:: PROVIDED DATA ::

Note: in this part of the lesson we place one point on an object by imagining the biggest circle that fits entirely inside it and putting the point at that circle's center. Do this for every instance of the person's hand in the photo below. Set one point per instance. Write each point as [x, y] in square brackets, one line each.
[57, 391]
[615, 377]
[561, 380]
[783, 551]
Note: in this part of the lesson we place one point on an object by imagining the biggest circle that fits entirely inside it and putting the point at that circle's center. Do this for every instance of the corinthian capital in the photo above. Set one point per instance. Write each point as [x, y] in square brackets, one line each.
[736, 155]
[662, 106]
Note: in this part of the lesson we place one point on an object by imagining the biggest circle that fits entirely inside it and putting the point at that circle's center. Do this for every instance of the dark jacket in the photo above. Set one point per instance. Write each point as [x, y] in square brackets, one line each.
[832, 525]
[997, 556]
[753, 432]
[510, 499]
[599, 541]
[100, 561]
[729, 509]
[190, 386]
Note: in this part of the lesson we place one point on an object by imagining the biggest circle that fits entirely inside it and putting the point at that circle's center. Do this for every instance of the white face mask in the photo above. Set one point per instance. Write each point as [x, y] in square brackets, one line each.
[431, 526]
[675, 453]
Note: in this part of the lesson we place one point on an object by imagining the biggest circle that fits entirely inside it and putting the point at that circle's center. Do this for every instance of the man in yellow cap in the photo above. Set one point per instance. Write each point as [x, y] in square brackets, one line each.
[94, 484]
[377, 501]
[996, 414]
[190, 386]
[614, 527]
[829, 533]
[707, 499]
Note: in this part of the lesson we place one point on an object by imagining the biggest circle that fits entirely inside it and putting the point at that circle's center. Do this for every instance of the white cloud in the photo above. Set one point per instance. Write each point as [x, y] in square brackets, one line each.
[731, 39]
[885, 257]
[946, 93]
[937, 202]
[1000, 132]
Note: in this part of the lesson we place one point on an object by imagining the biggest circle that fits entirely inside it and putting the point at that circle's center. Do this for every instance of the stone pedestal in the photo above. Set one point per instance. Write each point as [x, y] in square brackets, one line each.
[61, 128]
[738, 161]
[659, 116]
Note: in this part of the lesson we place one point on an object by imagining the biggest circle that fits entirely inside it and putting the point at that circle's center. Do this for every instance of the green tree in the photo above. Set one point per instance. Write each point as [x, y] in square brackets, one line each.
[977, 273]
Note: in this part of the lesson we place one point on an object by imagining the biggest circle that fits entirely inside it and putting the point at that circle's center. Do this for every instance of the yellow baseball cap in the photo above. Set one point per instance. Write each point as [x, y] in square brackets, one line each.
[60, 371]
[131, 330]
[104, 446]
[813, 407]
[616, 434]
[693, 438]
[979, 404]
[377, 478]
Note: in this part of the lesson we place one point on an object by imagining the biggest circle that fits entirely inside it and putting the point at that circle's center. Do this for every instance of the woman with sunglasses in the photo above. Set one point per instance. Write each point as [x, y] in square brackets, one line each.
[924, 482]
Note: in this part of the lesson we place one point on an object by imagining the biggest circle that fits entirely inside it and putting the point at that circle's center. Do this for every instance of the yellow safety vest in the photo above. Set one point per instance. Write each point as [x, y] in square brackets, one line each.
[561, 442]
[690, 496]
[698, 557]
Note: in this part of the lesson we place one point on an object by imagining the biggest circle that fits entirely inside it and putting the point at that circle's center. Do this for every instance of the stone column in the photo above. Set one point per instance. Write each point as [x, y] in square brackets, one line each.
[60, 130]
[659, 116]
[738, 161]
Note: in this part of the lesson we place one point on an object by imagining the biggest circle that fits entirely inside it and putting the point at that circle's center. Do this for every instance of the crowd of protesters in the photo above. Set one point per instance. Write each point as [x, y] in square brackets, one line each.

:: EXERCISE TASK ::
Update the material above by putting "largest circle" wherever "biggest circle" appears, and leave every other word as it stands.

:: ANSWER FOR THIS EXERCISE ::
Note: in this part of the lesson we place one point on an object by imagining the largest circle that fits entirely inside it and putting the point at that circle's center. Do this for every instance of the person's hand in the photo below. Set one point per instance. Write each point as [x, y] in square brackets, one line each.
[57, 391]
[615, 377]
[561, 380]
[783, 551]
Note: in this part of the lesson we place one point on an object by imagining the largest circle that fits entirely inside it and putting the point at that circle's center. Do this for every instance of the corinthian capital in the photo above. Set one point per instance. Write each point as [x, y] in square brackets, one line each.
[736, 155]
[662, 106]
Note: in this part of the lesson we place one point on an object by imagining the largest circle that fits entirely inside it and putting the point at that circle's center. Do this for every instance of the dark jacket in the photo above. Set one point per instance. Write each point as [x, y] in square brackets, one line each.
[832, 525]
[997, 556]
[753, 432]
[510, 499]
[599, 541]
[100, 561]
[729, 509]
[190, 386]
Note: in this part of the lesson we place one point on an object by imagining the largest circle that fits entirely inside it and putting the point at that circle's center. Do this for every instance of the white face mask in the photo above. Set one point per instance. Write each point as [x, y] in square brackets, one line each.
[431, 526]
[675, 453]
Note: in this part of the lesson we place one point on an object by imagining the largest circle that fits entirely inside it and putting the point at that circle's center. Do this for every instance of the man in yellow cap in the photo above. Set one point per instance. Write each point as [x, y] in square brackets, one line each.
[94, 484]
[377, 501]
[996, 414]
[190, 386]
[614, 527]
[829, 533]
[707, 499]
Note: in this part of the lesson we place one point on an object by imagining the largest circle that fits entirely inside it and putting the point at that circle's center. Do this for every instance of the white cloud in the photo above. Set one point per instance. Write each point as [x, y] in square brackets, one line each.
[731, 39]
[885, 257]
[946, 93]
[937, 202]
[1000, 132]
Note: in this part of the lesson we place one point on an object by imagining the largest circle that fits entirely inside it and putting the point at that circle's center. Do this for every instance of the stone pedestal in the photo above. Set one point per instance. Write each point as [x, y] in square brackets, one line each.
[61, 128]
[738, 161]
[659, 116]
Note: in this part of the lesson we place one point on an object by imagining the largest circle that fits entirely inside it and putting the point at that circle's center. Do this for every instance of the green tree in the photo above. Set one point per instance. Write each point as [x, y] in square brackets, one line each.
[977, 273]
Note: in this part of the lesson we place one point on an object by imagining the largest circle that fits entirely inside it and putting the point at that circle's center. Do this for every instance of the yellow baseball cap in the photo above. Set one point per instance. Write each point as [x, y] in square brackets, one line each.
[60, 371]
[131, 330]
[104, 446]
[813, 407]
[616, 434]
[693, 438]
[979, 404]
[377, 478]
Note: in this part of the lesson we place one point on an object by imagining the largest circle that fits entirely inside it and putting the point at that circle's center. Do this for every instance of the woman with sunglasses in the photo above. Set one point per instance. Write each point as [x, y] in square brackets, one line each.
[924, 482]
Note: in this part of the lesson we place one point on an object by imagining the largest circle that fits entirely inside it and putting the point at that circle's center. Do this for every instance of the yellow safety vest in the photo above. Set one point per instance. Write each point as [x, y] in square brackets, one line each.
[561, 442]
[690, 496]
[698, 557]
Note: in this part of the lesson we place one point on an object by imagining the largest circle that fits entirely inside it and putting the point at that circle's center. Do this for every instance of the stone column in the photo above. Set one point per instance. Write each point as [x, y] in square brackets, one line each.
[60, 130]
[659, 116]
[738, 161]
Note: in this part of the lesson we place one point on an object by imagining the largest circle that fits entirely inside it and putting the point at that circle's center. Do this for every instance of the crowd of protesters in the photo above. Set one point per instance. Write each point as [x, y] in square brackets, one line each.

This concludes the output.